**What the task requires:**
Look through the records below, count the lines with the word "sitting", and reply with only the number.

**Referring expression data:**
-*-*-
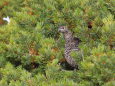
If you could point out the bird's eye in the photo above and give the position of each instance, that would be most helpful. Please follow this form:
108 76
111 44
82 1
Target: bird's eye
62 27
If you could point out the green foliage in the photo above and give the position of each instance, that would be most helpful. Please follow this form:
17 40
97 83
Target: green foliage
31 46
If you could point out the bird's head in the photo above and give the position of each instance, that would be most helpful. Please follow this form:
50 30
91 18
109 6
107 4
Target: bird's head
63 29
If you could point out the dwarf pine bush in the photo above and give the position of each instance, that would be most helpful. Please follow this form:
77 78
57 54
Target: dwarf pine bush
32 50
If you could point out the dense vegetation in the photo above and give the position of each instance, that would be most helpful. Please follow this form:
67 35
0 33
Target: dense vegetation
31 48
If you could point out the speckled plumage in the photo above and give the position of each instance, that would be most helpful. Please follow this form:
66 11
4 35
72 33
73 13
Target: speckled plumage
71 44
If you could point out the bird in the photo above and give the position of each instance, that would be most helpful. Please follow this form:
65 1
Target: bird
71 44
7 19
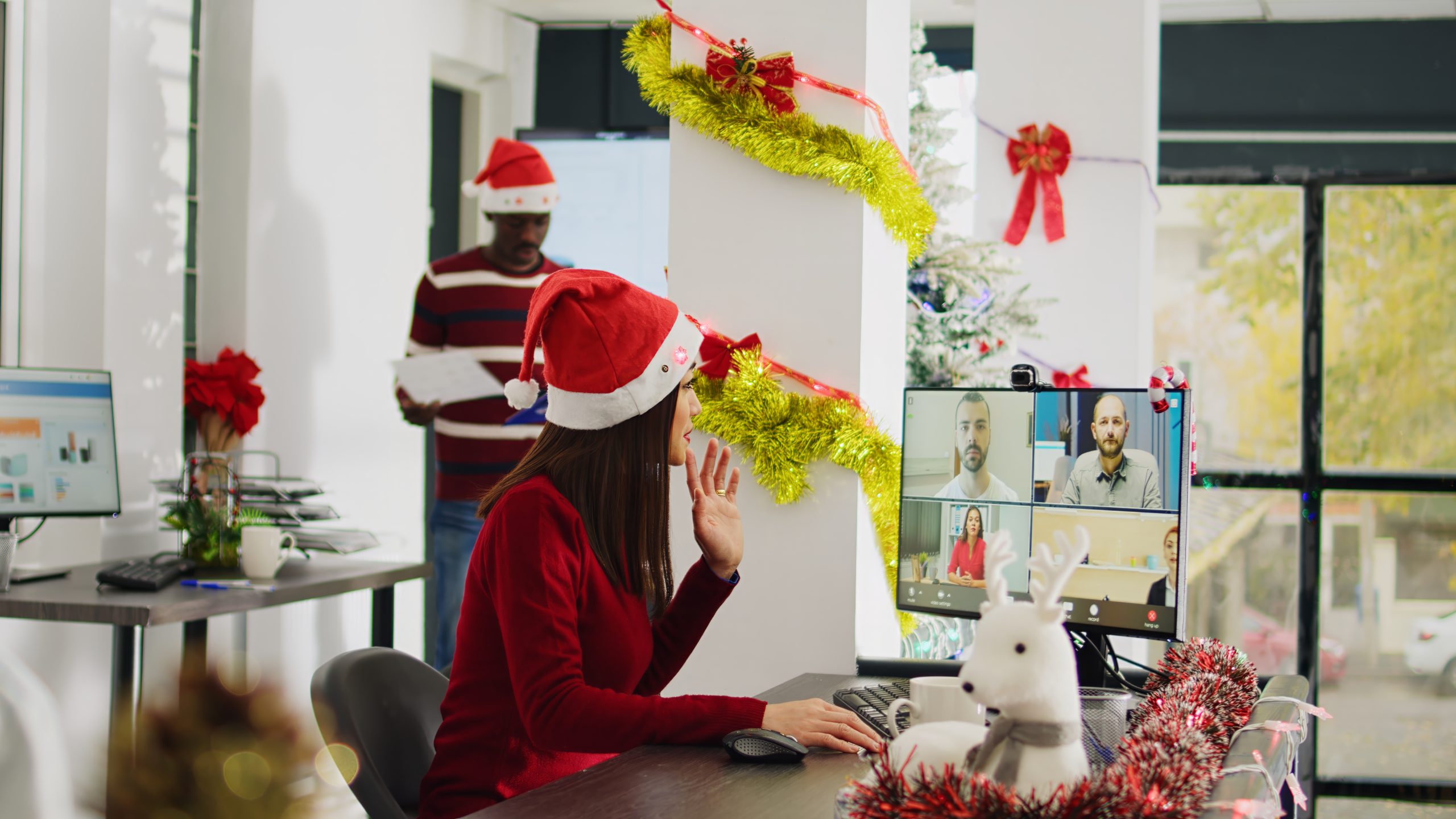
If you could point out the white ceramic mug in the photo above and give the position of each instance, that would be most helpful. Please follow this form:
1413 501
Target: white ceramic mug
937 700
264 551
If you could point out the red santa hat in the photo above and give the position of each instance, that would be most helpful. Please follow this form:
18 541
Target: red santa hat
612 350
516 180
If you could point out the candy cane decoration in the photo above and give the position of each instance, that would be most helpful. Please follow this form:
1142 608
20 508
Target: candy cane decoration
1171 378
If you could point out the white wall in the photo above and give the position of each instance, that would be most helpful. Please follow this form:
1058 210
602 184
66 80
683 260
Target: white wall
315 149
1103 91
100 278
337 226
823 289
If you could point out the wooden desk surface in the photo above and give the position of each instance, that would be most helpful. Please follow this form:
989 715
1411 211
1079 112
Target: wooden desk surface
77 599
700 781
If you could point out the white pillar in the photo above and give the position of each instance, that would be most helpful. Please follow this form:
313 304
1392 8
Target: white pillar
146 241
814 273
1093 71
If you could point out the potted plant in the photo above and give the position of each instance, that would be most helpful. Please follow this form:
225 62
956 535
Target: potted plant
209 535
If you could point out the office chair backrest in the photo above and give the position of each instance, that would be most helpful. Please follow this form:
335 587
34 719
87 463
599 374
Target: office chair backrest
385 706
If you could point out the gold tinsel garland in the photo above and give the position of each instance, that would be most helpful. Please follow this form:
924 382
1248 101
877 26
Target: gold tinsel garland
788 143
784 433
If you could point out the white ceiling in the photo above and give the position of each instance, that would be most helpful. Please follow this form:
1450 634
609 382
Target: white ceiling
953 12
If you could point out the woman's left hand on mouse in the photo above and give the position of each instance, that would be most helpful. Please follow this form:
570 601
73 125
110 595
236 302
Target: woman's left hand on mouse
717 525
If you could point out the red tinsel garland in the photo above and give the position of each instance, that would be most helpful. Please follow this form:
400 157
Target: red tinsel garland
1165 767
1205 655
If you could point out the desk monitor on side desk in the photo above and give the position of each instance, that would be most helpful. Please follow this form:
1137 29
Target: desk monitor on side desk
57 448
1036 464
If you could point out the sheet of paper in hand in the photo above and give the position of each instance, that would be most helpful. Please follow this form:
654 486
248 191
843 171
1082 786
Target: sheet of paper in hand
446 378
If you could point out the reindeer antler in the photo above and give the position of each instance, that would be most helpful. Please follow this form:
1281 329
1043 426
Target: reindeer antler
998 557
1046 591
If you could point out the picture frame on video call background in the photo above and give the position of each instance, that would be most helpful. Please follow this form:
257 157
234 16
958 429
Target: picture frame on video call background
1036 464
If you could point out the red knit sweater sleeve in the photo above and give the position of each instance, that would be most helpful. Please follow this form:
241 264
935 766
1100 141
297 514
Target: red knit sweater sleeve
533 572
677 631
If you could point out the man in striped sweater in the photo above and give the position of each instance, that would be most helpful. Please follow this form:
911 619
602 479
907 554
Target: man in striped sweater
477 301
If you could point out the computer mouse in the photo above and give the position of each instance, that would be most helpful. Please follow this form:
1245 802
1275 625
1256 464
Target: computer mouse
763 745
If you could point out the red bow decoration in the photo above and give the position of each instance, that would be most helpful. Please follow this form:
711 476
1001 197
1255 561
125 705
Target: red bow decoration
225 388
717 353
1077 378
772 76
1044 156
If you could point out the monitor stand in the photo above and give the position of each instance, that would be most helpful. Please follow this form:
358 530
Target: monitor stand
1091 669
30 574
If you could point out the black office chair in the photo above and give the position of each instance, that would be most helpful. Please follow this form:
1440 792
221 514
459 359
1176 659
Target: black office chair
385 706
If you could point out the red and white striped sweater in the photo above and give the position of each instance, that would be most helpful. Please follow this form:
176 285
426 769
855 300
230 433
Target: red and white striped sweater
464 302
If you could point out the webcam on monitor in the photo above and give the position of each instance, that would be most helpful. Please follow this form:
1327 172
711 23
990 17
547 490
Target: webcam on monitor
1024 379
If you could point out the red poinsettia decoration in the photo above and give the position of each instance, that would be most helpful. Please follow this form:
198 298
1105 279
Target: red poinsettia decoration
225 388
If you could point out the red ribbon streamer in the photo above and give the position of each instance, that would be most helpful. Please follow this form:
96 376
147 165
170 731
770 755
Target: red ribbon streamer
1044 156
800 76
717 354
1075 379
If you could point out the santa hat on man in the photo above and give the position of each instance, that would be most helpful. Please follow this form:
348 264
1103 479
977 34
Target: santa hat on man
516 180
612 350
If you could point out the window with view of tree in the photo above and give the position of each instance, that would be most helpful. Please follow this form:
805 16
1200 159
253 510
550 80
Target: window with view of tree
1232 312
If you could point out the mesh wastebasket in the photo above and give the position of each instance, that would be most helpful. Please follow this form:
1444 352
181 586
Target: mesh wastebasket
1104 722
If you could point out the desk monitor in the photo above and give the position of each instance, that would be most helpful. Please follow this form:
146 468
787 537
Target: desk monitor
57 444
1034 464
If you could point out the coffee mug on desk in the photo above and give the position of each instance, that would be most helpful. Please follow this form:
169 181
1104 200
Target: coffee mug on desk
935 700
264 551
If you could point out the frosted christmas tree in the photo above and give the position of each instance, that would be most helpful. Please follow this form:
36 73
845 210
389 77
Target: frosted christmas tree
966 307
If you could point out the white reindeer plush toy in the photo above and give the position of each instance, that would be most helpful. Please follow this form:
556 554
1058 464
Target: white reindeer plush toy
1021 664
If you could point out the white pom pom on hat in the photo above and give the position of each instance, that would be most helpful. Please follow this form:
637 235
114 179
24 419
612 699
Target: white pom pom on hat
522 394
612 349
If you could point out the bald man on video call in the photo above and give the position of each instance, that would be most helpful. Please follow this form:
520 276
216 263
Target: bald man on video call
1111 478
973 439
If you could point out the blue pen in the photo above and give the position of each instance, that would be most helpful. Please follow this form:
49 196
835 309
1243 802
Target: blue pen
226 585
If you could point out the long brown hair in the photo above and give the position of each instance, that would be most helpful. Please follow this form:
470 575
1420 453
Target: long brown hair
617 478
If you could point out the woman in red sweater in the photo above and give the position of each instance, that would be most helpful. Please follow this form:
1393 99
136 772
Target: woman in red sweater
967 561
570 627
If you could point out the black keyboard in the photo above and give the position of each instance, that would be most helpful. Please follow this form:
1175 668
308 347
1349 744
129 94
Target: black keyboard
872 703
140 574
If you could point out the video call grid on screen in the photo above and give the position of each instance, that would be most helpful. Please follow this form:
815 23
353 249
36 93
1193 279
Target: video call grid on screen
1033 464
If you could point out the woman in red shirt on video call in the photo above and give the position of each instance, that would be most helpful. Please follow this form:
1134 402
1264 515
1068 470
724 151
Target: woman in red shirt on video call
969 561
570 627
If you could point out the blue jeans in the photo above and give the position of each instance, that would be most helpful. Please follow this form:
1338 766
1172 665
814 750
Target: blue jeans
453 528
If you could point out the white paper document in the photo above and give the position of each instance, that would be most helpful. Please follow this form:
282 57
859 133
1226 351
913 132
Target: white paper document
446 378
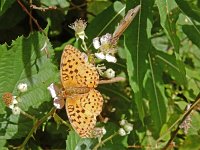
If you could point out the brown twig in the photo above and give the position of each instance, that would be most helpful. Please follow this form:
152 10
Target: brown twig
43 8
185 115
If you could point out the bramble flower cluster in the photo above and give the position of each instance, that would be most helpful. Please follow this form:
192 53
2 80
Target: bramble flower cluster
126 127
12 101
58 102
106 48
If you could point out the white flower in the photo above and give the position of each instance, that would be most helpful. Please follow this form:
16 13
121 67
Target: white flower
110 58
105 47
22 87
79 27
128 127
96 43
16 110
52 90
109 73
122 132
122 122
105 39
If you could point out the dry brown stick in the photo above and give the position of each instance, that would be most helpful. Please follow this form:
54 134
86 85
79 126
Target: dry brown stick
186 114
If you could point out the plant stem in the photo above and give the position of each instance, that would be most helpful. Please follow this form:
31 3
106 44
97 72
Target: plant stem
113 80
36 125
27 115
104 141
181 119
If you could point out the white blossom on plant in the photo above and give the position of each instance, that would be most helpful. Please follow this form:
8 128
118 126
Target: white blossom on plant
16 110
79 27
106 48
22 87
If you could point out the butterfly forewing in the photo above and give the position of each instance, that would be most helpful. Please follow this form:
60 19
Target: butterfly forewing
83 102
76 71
-*-*-
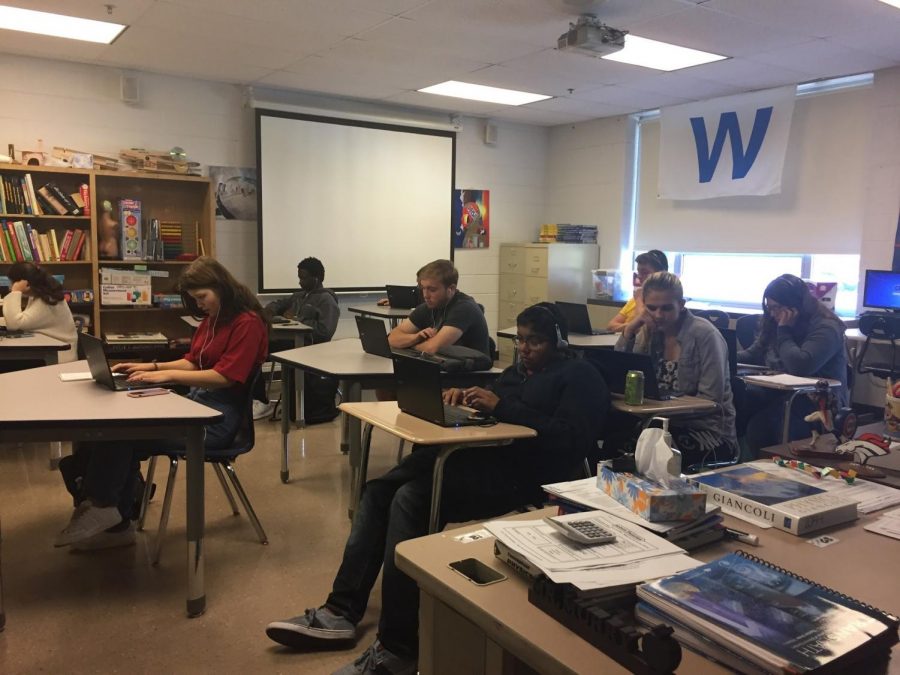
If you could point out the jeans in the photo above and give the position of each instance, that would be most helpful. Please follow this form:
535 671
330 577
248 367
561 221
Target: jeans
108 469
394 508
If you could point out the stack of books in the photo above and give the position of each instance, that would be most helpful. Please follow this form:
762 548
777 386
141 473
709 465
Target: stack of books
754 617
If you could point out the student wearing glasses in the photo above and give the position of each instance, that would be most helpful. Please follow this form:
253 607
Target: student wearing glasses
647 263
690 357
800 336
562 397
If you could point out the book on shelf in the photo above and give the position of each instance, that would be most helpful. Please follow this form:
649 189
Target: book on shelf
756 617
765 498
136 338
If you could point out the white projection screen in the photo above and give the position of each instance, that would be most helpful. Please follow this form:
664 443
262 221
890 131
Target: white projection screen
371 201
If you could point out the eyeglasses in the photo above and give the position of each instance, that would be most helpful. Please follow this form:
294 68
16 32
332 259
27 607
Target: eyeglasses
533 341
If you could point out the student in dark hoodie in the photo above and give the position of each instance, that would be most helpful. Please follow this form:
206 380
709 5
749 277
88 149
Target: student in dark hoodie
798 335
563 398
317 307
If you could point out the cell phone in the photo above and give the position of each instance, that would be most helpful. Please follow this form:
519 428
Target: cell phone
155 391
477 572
-*-*-
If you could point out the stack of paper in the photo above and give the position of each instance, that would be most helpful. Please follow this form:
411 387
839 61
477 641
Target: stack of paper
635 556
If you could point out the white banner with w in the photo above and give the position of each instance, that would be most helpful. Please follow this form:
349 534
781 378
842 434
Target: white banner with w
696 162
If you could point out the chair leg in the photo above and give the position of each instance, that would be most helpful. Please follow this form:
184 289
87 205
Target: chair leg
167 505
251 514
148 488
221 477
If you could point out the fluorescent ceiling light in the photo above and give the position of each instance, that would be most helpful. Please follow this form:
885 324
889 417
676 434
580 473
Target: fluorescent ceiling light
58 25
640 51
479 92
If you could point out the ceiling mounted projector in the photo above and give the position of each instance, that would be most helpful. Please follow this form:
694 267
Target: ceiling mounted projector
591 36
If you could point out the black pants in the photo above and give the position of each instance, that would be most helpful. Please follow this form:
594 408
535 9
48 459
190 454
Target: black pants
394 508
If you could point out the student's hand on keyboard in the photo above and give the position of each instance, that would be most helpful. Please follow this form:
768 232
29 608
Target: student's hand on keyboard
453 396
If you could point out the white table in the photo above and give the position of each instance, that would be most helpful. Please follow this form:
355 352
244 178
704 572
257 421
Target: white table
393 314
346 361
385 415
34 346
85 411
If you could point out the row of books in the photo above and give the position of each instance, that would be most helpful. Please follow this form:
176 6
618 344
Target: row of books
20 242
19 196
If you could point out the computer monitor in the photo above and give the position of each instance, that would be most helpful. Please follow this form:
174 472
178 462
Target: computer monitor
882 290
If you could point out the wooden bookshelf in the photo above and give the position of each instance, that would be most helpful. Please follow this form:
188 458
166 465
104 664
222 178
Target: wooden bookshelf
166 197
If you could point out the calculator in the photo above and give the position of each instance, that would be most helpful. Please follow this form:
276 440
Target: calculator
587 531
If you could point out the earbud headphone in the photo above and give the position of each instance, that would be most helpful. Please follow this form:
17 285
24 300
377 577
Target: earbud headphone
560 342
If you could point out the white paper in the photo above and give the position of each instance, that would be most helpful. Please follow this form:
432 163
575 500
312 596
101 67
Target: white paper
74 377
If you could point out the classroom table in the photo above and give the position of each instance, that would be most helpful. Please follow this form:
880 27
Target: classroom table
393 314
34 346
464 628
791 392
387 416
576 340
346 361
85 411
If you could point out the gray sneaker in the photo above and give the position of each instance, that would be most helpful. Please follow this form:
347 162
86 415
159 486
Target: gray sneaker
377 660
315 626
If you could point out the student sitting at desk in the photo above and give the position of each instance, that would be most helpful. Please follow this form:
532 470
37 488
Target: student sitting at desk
-*-*-
**Task answer:**
2